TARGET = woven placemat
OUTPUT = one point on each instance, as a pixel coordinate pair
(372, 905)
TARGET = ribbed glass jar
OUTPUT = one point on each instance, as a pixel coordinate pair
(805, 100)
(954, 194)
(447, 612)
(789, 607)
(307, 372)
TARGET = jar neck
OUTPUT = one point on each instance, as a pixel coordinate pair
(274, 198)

--

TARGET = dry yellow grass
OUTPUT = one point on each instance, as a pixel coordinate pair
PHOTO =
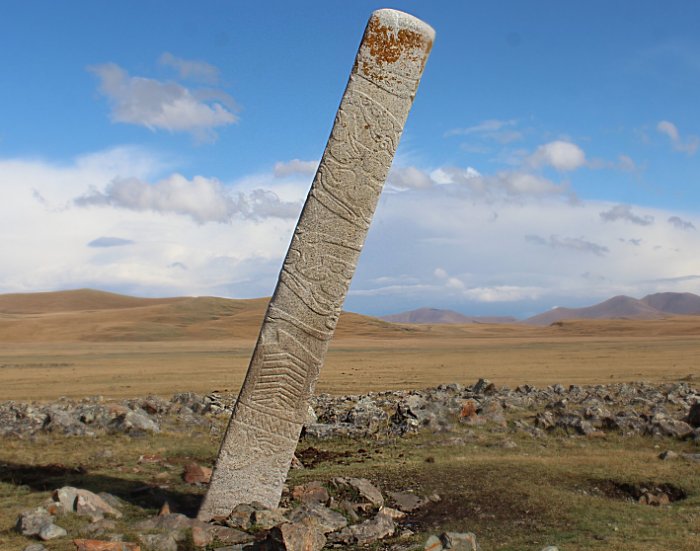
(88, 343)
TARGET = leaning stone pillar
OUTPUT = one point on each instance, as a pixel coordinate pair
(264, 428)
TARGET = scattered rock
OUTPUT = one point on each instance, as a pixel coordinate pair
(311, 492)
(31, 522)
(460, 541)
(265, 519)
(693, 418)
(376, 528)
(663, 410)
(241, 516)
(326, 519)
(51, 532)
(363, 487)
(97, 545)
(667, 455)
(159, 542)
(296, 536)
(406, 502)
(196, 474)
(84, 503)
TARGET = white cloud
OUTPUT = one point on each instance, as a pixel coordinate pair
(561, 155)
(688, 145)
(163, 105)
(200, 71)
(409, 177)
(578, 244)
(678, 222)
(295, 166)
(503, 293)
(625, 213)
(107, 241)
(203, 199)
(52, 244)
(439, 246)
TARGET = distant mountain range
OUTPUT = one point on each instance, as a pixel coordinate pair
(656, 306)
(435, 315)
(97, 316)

==

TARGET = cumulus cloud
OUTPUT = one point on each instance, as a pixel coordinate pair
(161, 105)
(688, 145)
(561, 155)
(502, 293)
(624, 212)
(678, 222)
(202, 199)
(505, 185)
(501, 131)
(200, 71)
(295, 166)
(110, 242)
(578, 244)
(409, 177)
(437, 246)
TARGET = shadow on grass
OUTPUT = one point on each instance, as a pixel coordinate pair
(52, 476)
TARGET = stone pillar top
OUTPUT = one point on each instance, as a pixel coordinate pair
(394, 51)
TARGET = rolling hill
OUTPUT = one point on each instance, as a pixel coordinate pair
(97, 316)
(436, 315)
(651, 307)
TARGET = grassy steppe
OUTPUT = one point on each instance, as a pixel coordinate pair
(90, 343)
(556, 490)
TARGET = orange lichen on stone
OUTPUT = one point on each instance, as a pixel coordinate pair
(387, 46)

__Problem description__
Display each line of the data above that contains the word "stone".

__Solution for this exercise__
TARGET = leaning stone pillar
TARGET = stone pillar top
TARGET = orange lichen on stone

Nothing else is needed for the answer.